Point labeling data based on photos
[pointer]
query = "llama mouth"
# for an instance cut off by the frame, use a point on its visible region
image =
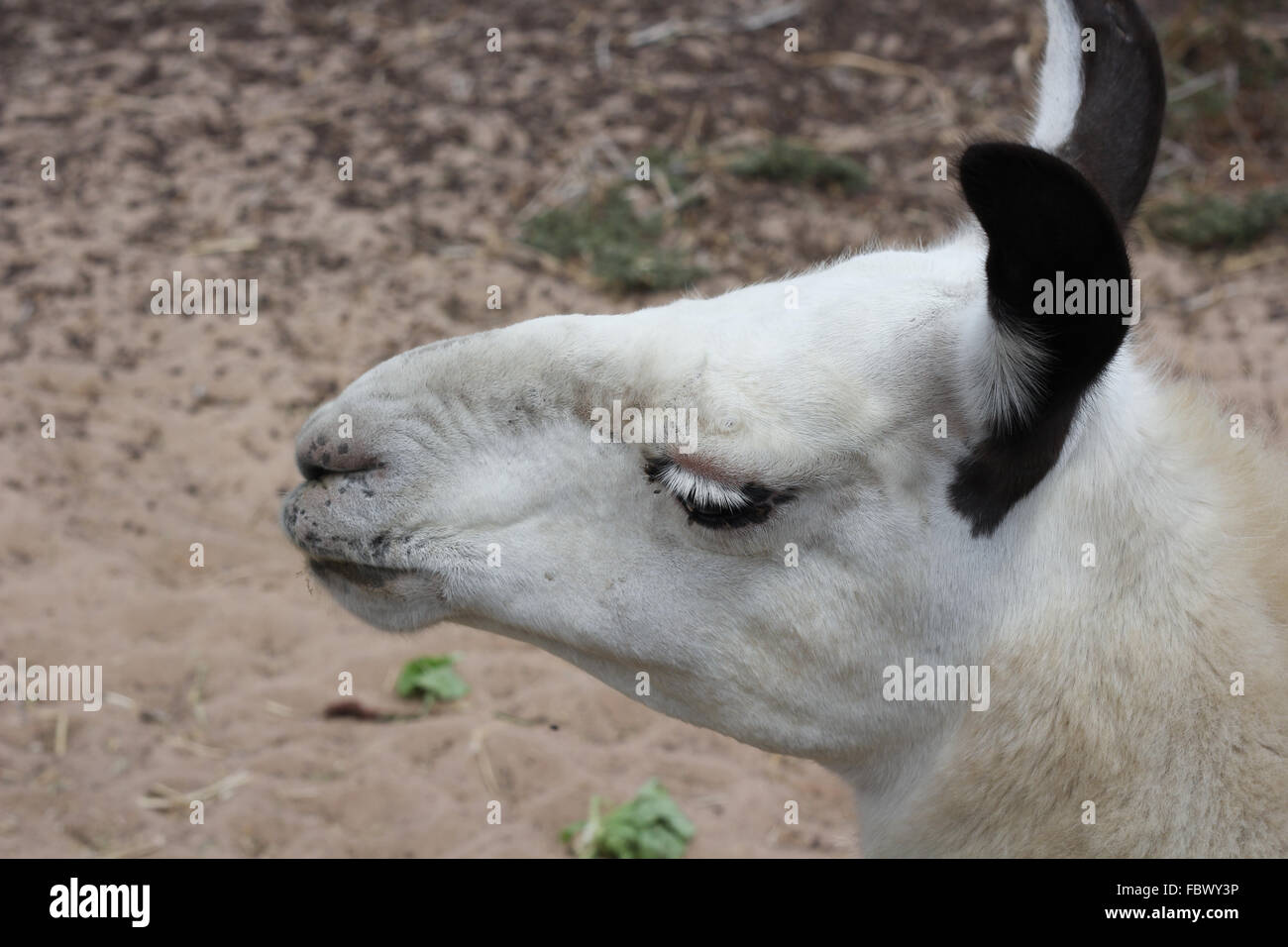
(355, 573)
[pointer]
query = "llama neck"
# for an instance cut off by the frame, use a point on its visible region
(1122, 577)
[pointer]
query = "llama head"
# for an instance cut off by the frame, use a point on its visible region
(763, 499)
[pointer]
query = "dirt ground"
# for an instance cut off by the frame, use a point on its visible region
(178, 429)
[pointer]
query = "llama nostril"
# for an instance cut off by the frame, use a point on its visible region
(320, 455)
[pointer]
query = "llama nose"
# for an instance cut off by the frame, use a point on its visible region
(321, 449)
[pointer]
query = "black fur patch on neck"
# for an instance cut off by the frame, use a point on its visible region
(1120, 118)
(1041, 217)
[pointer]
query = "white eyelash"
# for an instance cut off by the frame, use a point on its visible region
(698, 491)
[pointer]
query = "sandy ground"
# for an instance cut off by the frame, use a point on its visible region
(174, 429)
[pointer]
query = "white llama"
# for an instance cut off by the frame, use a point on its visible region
(936, 450)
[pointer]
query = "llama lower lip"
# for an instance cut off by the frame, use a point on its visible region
(353, 573)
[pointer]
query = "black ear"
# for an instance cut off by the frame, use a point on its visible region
(1043, 222)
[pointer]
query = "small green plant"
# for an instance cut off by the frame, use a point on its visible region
(649, 826)
(432, 678)
(623, 250)
(1219, 223)
(802, 163)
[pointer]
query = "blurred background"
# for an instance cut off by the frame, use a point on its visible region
(471, 169)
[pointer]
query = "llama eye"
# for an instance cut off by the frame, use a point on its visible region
(709, 504)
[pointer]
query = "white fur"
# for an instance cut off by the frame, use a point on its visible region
(1109, 684)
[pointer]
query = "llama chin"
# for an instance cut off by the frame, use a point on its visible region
(918, 460)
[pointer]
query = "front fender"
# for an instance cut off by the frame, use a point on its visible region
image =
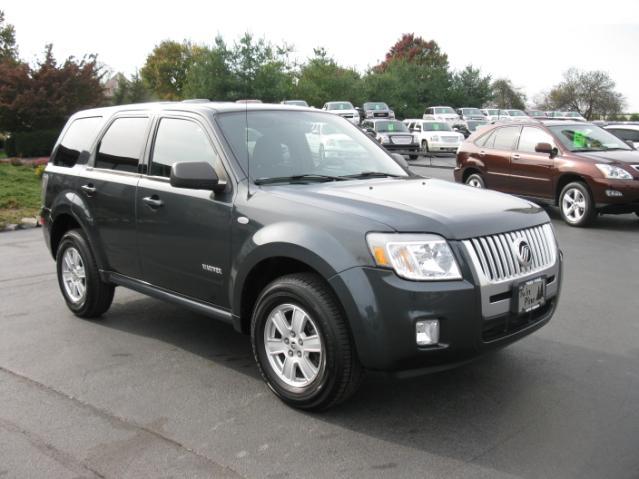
(310, 245)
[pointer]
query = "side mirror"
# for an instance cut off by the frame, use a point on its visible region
(197, 175)
(400, 160)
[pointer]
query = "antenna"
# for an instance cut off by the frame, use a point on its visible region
(248, 154)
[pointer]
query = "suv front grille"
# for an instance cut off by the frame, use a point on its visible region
(496, 257)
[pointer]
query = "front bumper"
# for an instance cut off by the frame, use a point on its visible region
(410, 149)
(626, 203)
(383, 308)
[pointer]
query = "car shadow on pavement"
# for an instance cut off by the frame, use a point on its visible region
(510, 411)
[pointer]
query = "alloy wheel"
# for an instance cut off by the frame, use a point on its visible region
(293, 345)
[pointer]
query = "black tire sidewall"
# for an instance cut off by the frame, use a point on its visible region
(590, 210)
(278, 293)
(479, 177)
(75, 239)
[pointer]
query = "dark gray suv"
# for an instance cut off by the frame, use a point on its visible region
(332, 263)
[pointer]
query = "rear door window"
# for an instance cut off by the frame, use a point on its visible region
(121, 146)
(77, 140)
(506, 138)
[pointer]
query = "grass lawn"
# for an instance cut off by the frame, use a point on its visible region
(19, 193)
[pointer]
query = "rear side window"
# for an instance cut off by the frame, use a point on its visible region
(182, 140)
(77, 140)
(530, 136)
(506, 138)
(122, 144)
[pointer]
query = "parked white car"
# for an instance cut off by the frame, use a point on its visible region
(441, 113)
(345, 109)
(627, 132)
(434, 136)
(492, 114)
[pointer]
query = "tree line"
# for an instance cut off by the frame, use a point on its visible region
(414, 74)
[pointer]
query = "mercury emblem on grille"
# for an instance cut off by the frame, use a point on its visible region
(522, 251)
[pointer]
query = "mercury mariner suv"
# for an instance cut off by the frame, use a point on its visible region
(333, 264)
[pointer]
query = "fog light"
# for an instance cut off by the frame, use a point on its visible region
(427, 332)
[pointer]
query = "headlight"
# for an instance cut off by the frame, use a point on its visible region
(420, 257)
(614, 172)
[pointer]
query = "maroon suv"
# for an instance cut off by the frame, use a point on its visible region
(580, 167)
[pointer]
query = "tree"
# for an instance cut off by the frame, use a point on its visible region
(166, 69)
(469, 88)
(505, 95)
(8, 47)
(591, 93)
(44, 97)
(417, 51)
(321, 79)
(130, 90)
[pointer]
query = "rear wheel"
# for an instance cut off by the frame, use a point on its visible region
(475, 180)
(302, 345)
(576, 204)
(86, 295)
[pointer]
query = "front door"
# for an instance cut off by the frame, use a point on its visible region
(184, 234)
(532, 172)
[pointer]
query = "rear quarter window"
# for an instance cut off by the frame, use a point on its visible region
(77, 141)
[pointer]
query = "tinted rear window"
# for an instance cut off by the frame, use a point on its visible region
(121, 146)
(77, 140)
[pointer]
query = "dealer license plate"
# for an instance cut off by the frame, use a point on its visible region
(531, 295)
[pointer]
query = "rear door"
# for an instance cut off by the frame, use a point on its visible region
(184, 234)
(109, 185)
(494, 152)
(532, 172)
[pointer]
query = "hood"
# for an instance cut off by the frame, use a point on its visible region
(628, 157)
(451, 210)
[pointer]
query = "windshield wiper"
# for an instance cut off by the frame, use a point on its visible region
(372, 174)
(307, 177)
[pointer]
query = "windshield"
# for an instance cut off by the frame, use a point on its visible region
(587, 138)
(296, 103)
(390, 126)
(376, 106)
(436, 126)
(473, 124)
(341, 105)
(291, 143)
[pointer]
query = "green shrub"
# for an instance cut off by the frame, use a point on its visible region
(29, 144)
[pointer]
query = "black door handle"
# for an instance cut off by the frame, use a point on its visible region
(153, 201)
(89, 189)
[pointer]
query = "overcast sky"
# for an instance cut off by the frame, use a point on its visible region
(531, 42)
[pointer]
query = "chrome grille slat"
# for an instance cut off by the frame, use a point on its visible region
(494, 256)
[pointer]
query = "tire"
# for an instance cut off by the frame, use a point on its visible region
(476, 181)
(576, 205)
(304, 378)
(86, 296)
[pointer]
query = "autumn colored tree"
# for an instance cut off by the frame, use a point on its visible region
(417, 51)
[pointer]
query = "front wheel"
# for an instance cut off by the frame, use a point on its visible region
(86, 295)
(302, 345)
(576, 204)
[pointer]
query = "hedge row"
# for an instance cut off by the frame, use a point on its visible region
(29, 144)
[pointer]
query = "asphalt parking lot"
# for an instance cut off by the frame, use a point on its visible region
(155, 391)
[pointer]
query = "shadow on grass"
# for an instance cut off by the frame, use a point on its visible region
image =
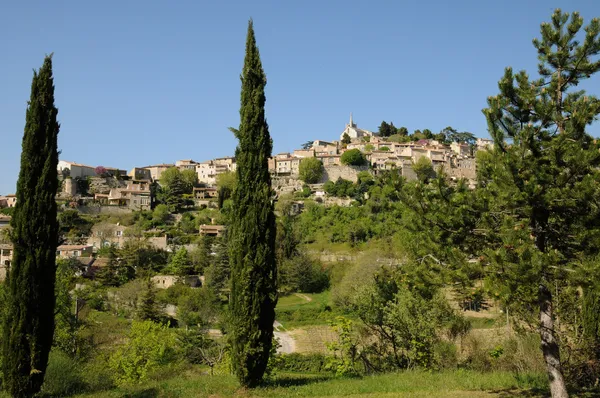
(293, 381)
(515, 392)
(147, 393)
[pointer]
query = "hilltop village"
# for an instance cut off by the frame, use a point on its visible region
(107, 191)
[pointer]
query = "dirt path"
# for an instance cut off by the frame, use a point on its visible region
(304, 296)
(287, 344)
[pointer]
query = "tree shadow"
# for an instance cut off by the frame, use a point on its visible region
(515, 392)
(294, 381)
(147, 393)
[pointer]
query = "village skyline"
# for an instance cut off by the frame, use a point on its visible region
(141, 84)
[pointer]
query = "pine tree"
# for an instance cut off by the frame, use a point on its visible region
(543, 187)
(252, 238)
(29, 316)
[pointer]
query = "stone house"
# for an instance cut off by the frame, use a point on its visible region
(166, 281)
(9, 200)
(461, 149)
(304, 153)
(205, 193)
(137, 196)
(4, 221)
(140, 174)
(287, 165)
(105, 234)
(74, 251)
(6, 251)
(207, 172)
(75, 170)
(157, 170)
(354, 132)
(321, 147)
(330, 160)
(212, 230)
(186, 164)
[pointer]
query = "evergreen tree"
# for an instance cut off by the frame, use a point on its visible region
(544, 186)
(252, 237)
(148, 309)
(30, 300)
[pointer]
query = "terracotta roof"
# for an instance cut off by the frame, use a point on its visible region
(73, 247)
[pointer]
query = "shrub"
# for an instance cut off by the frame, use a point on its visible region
(353, 157)
(304, 363)
(310, 170)
(63, 376)
(150, 346)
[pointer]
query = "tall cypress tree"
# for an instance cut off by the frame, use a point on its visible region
(252, 239)
(30, 300)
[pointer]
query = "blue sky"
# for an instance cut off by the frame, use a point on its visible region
(146, 82)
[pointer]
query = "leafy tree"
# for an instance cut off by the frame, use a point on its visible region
(252, 236)
(423, 168)
(402, 131)
(346, 139)
(385, 130)
(73, 227)
(226, 183)
(219, 272)
(180, 263)
(101, 171)
(148, 309)
(190, 178)
(307, 145)
(29, 314)
(149, 346)
(543, 187)
(311, 170)
(353, 157)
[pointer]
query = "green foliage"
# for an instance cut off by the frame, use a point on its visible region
(148, 309)
(29, 318)
(542, 188)
(302, 363)
(180, 263)
(345, 139)
(199, 307)
(252, 236)
(73, 227)
(219, 272)
(301, 274)
(341, 188)
(63, 376)
(344, 351)
(386, 130)
(69, 328)
(311, 170)
(353, 157)
(149, 347)
(405, 326)
(423, 168)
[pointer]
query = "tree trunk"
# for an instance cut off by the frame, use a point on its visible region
(550, 345)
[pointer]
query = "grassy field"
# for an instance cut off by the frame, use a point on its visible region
(405, 384)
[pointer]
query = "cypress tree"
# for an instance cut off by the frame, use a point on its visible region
(30, 300)
(252, 239)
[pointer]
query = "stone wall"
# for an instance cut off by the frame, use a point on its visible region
(333, 172)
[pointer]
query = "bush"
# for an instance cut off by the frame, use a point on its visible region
(150, 347)
(353, 157)
(301, 274)
(310, 170)
(303, 363)
(63, 377)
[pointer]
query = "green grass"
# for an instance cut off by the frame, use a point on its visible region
(295, 311)
(406, 384)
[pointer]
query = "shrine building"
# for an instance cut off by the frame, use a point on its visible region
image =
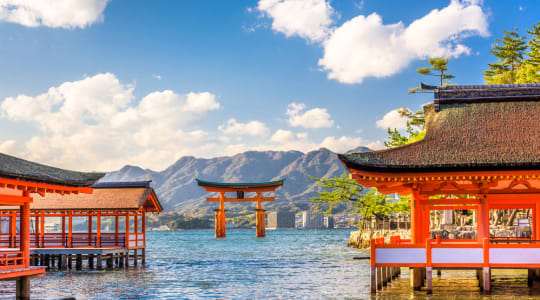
(481, 152)
(20, 181)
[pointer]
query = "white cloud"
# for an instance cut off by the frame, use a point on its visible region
(309, 19)
(341, 144)
(288, 140)
(313, 118)
(392, 120)
(95, 124)
(253, 128)
(377, 145)
(8, 146)
(53, 13)
(366, 47)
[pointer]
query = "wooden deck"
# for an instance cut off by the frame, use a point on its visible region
(85, 258)
(437, 254)
(13, 274)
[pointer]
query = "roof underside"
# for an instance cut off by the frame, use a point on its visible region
(101, 199)
(19, 169)
(240, 185)
(476, 128)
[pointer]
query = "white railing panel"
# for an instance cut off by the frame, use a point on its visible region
(457, 255)
(400, 255)
(514, 256)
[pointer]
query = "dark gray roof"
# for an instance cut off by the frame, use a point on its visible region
(486, 93)
(15, 168)
(121, 184)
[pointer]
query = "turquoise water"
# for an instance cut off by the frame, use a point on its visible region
(287, 264)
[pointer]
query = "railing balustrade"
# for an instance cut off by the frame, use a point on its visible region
(501, 253)
(11, 259)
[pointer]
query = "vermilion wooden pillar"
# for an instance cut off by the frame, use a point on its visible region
(483, 219)
(220, 223)
(98, 234)
(70, 228)
(416, 218)
(416, 235)
(25, 232)
(260, 222)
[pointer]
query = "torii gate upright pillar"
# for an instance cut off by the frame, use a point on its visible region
(220, 227)
(260, 218)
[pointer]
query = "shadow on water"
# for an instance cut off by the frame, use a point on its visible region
(506, 284)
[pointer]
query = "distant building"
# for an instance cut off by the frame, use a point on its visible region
(312, 220)
(329, 222)
(280, 219)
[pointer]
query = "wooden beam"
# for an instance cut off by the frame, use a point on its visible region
(41, 187)
(453, 207)
(14, 200)
(450, 201)
(234, 190)
(226, 199)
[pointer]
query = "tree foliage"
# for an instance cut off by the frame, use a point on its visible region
(518, 59)
(370, 203)
(438, 68)
(415, 129)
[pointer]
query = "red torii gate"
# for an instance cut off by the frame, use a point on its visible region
(240, 189)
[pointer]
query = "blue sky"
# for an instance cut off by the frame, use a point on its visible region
(100, 84)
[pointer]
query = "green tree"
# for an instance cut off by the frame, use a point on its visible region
(534, 46)
(415, 129)
(438, 68)
(510, 51)
(344, 189)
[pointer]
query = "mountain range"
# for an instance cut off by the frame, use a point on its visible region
(178, 191)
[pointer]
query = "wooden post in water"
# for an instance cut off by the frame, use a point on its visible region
(121, 261)
(23, 287)
(99, 262)
(416, 278)
(260, 222)
(379, 278)
(143, 256)
(429, 278)
(486, 278)
(90, 261)
(220, 223)
(78, 262)
(373, 277)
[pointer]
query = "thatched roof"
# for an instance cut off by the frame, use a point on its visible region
(19, 169)
(473, 128)
(106, 196)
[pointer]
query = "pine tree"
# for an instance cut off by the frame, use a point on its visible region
(510, 51)
(438, 64)
(534, 46)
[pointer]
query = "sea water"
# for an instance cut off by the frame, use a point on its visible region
(287, 264)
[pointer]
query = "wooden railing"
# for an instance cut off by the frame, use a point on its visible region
(11, 260)
(59, 240)
(454, 254)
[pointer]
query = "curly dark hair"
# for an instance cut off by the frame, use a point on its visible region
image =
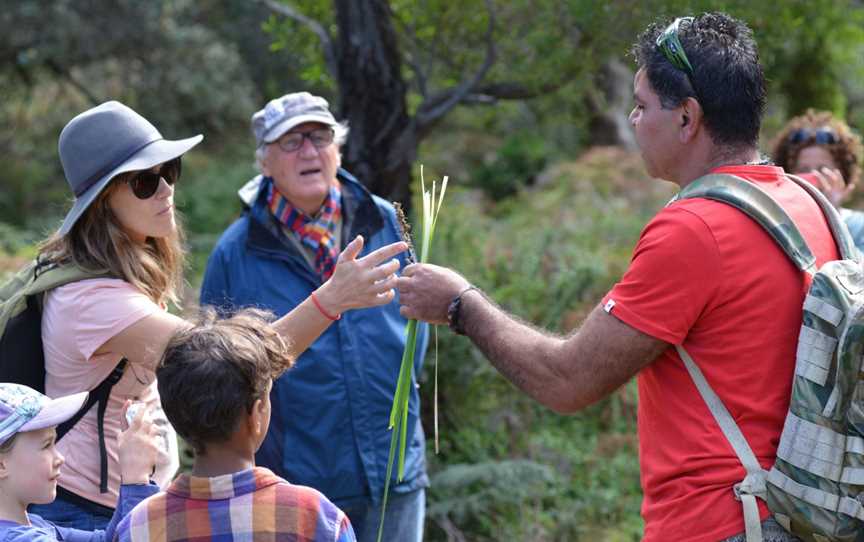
(213, 372)
(846, 151)
(727, 79)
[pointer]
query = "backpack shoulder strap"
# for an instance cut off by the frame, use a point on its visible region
(842, 237)
(47, 276)
(758, 205)
(753, 484)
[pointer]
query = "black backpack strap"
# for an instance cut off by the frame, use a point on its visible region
(97, 395)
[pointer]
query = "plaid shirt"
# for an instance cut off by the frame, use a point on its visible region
(250, 505)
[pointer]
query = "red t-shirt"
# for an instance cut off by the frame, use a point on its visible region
(706, 275)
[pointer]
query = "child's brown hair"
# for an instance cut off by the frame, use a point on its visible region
(210, 370)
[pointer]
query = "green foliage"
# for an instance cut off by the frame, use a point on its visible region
(515, 165)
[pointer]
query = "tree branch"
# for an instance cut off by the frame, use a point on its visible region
(433, 109)
(316, 27)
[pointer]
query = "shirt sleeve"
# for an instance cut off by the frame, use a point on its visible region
(671, 279)
(102, 309)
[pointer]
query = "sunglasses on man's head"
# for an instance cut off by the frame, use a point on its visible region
(822, 136)
(145, 183)
(671, 47)
(320, 138)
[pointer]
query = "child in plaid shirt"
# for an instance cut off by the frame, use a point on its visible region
(214, 382)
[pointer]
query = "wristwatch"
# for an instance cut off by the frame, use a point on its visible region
(454, 310)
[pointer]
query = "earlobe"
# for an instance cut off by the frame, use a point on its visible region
(691, 116)
(258, 417)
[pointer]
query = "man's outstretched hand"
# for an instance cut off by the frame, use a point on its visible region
(425, 292)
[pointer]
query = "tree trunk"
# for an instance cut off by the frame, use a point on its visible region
(382, 143)
(610, 105)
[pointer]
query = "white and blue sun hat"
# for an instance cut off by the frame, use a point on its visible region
(25, 409)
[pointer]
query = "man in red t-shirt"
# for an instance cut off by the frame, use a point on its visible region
(703, 275)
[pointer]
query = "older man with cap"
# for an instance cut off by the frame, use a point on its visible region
(330, 413)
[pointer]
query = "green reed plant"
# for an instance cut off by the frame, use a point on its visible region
(432, 200)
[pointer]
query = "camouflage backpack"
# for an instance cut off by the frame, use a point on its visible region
(815, 487)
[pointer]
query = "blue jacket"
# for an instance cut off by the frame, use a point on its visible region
(330, 411)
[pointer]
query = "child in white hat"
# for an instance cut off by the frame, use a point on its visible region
(30, 464)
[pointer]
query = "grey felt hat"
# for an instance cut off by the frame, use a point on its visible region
(288, 111)
(105, 141)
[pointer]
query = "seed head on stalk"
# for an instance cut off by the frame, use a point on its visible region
(405, 230)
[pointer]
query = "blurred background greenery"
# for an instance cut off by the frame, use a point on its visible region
(522, 103)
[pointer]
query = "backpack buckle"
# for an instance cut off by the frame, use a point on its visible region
(736, 489)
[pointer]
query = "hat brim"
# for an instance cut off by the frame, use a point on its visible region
(279, 130)
(56, 411)
(161, 150)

### Exercise
Filter the lines above down to those containing the string "gray", treating uppercase and lowercase as distinct, and copy each match unchanged.

### Task solution
query = "dark gray suv"
query = "dark gray roof"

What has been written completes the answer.